**DOCUMENT EXTRACT**
################
Gedit has menus for most of the basic stuff you do, so a little experimentation should get up an running. If you want to open an existing file, select the Open icon; to create a new one, select the icon to the left of the folder which is a page icon with a green plus sign.

Exercise:

From your lab directory, create a new directory geditplay and move to that directory.

Launch gedit and open a new file named song1. Type in a line from your favorite song and save the file.

Open a new file named song2. Type in a line from a different song but don't save the file.

Use the tabs below the menu icons to switch back and forth between the song1 and song2 files. Note that one of your files has a * in front of the name, indicating it has not been saved. Leave it unsaved for now.

Drag one of the tabs from the gedit window outside of that window and onto the desktop. You have now created two separate gedit windows. This can be very handy when you are editing multiple files such as test.cpp and test.h for example.

Now drag the tab you originally moved back into its original window. Make sure song2 is displayed. Click the "X" located on the song2 tab. You will be prompted to save since that hasn't been done yet (thanks gedit!) After saving, go to your command prompt and do an ls (make sure you're in the directory where you saved it) to convince yourself that song2 is still there.
Note: the most recent version of gedit may not support combining seperated windows back into tabs.

By this point you ought to be pretty comfortable with the absolute basics of gedit. See the link to gedit documentation on the resources page for more information!

Moving, copying, deleting

Download the following file to your Desktop (right click, Save Link As...): test.jpg.

You move files in the shell using the cp command. So to move the file to your home directory,

cp ~/Desktop/test.jpg ~/

This makes a copy of the file test.jpg and places it in your home directory, with the same name. If you give a destination directory for that second argument, it places the copy in that directory and keeps the name the same. If you give a new name for the second argument, the new name is used. So, for example,

cp ~/Desktop/test.jpg ~/mycopy-test.jpg

makes a copy in your home directory and calls it mycopy-test.jpg. Now, you may decide you want to give a file of yours a new name, rather than make a copy with a new name and keep the original around. The mv command moves files - i.e. renames them. The first argument is the name of the file to move, the second is its new name. For example, try:

mv test.jpg rickroll.jpg

Finally, you may decide that you're bored with the file rickroll.jpg and you'd like to delete it altogether. The rm command removes (i.e. deletes) a file.
################
**Entries drawn from a collection**

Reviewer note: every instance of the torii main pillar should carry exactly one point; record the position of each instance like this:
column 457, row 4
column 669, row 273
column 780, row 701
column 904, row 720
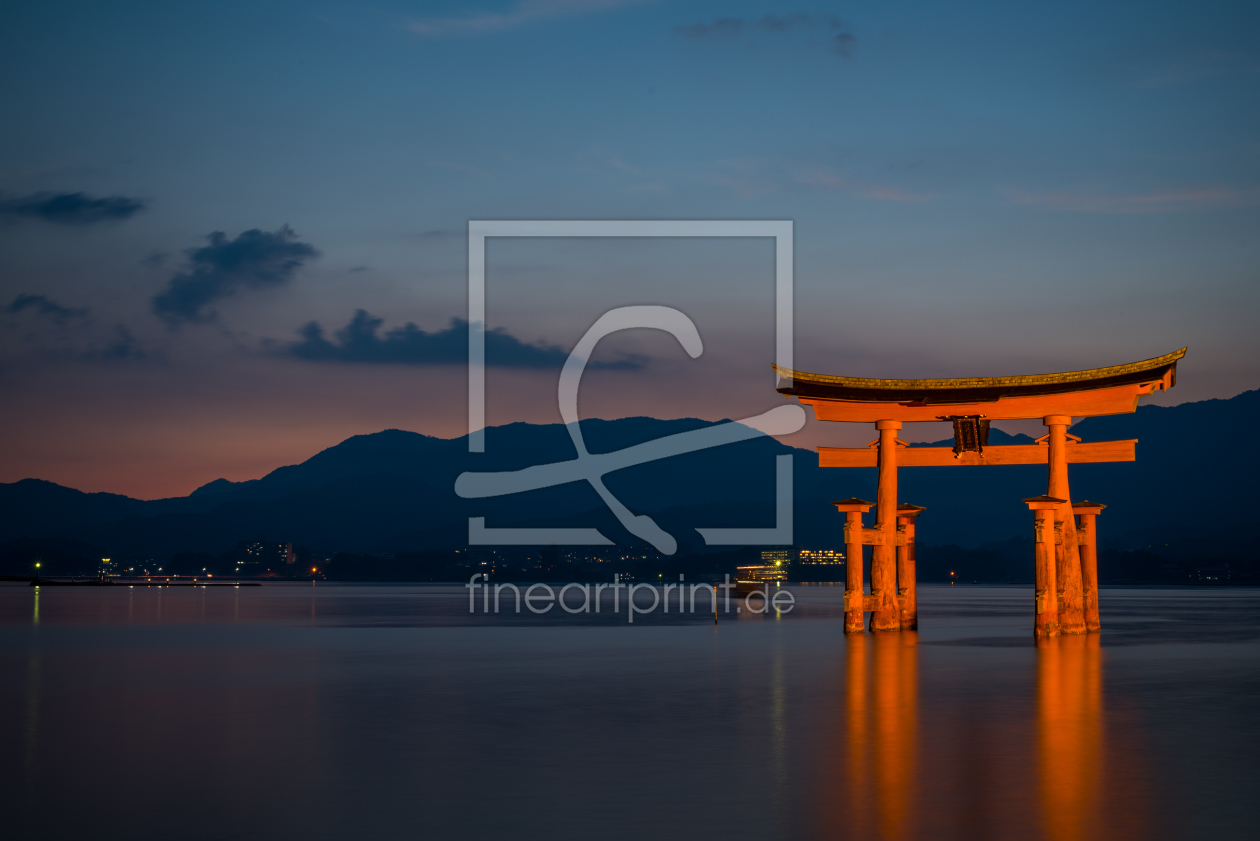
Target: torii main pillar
column 1067, row 555
column 886, row 614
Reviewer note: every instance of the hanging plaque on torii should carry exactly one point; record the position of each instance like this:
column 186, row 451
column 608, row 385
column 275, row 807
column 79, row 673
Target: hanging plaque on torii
column 1066, row 556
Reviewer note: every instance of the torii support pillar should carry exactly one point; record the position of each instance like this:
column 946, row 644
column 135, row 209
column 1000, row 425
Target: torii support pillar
column 1067, row 556
column 1046, row 622
column 854, row 599
column 1089, row 542
column 907, row 578
column 886, row 615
################
**TASK DIRECTIONS**
Could you extend the tutorial on gedit and moving, copying, and deleting files, picking up right after its final sentence?

**RESULT BELOW**
rm rickroll.jpg

Exercise: Create a directory named temp in your lab directory and make a text file info in it that contains your name and alpha code. Copy the file to a file named info2 in the same directory. Rename info as info1. Rename the directory temp asinfodir. What happened to the files info1 and info2? Try to copy the directory infodir to junk. What happened? Use man to figure out what you'd have to do with cp to copy a directory like infodir. Try to delete the directory infodir. What happened? Use man to figure out what you'd have to do with rm to delete a directory and all of its contents.

Some Unix Tools

Unix has some nice tools for common operations on text files.

wc - "word count", this counts the number of lines, words and characters in a file. "wc -l" just counts number of lines.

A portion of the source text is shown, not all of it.